:: Texto citado ::
::::::

Por Sulamita Esteliam

Minha tia, querida, a mais velha dentre todas as quatro irmãs, deu as mãos ao alvorecer e seguiu ao encontro das estrelas. O nome dela é Vitalina, de vitalidade. Teve e criou nove filhos, viu nascer e crescer dezenas de netos, em mais de 60 anos de casamento.
Viveu como Sol, distribuindo e contagiando energia, até que a luz cegou seus olhos e noite se fez em seu outrora fulgurante coração.
Levou um tempo para se acostumar à ideia de partir: O Pai Celestial, misericordioso, a recebeu nesta madrugada, em paz e com generosidade.

::::::

(Dados de anotação por pontos)
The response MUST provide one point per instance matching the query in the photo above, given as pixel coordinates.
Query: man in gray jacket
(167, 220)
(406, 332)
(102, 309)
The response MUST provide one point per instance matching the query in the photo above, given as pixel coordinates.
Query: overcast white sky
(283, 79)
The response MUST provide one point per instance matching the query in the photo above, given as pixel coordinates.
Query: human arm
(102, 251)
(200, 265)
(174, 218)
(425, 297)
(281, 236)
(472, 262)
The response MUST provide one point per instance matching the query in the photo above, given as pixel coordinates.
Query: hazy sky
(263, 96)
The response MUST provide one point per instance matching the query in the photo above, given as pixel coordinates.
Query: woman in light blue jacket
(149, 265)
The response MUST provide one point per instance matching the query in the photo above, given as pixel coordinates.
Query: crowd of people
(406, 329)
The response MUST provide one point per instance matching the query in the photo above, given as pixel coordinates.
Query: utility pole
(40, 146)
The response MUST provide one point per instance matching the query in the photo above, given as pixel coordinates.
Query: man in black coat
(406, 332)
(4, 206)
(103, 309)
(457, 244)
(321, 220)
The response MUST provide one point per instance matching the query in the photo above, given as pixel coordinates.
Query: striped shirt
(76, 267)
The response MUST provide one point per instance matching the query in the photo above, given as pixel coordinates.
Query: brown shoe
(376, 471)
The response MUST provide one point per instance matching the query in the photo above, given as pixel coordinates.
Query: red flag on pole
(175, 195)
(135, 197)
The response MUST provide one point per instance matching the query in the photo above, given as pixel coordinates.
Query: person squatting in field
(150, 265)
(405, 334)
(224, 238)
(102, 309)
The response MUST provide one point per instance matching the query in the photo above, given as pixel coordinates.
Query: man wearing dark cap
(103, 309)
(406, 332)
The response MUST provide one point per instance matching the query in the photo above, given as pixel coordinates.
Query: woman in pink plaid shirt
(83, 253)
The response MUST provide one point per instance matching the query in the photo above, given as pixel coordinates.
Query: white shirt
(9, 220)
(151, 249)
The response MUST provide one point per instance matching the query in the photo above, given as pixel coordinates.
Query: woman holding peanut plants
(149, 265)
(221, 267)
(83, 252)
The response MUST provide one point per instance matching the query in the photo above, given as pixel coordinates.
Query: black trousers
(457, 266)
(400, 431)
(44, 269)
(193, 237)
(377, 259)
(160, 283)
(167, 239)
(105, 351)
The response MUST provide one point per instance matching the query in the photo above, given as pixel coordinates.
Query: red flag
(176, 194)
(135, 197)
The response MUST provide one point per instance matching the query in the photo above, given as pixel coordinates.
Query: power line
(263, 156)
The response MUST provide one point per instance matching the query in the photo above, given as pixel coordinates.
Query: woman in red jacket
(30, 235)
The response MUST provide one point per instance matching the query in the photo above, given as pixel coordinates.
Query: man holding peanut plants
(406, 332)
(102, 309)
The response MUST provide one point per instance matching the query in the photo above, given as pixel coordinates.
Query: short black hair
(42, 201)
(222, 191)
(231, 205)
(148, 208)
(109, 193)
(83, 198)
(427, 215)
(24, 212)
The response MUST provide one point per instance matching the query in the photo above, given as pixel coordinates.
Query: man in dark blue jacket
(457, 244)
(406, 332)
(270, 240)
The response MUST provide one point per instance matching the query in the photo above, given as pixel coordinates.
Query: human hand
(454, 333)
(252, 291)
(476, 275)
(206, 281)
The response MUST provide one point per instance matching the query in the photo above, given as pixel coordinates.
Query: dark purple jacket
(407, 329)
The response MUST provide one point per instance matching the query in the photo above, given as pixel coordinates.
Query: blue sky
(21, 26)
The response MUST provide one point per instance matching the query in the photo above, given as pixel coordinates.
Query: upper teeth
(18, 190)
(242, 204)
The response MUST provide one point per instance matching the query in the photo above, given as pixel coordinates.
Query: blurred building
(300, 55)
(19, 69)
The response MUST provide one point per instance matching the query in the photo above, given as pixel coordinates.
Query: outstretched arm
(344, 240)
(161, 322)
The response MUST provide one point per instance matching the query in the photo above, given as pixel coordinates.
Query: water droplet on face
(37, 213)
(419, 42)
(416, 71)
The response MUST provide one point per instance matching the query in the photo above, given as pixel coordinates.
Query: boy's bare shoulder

::::::

:: Instruções da tarefa ::
Copie o texto citado na íntegra, sem nenhuma alteração.

:: Resposta ao problema ::
Por Sulamita Esteliam

Minha tia, querida, a mais velha dentre todas as quatro irmãs, deu as mãos ao alvorecer e seguiu ao encontro das estrelas. O nome dela é Vitalina, de vitalidade. Teve e criou nove filhos, viu nascer e crescer dezenas de netos, em mais de 60 anos de casamento.
Viveu como Sol, distribuindo e contagiando energia, até que a luz cegou seus olhos e noite se fez em seu outrora fulgurante coração.
Levou um tempo para se acostumar à ideia de partir: O Pai Celestial, misericordioso, a recebeu nesta madrugada, em paz e com generosidade.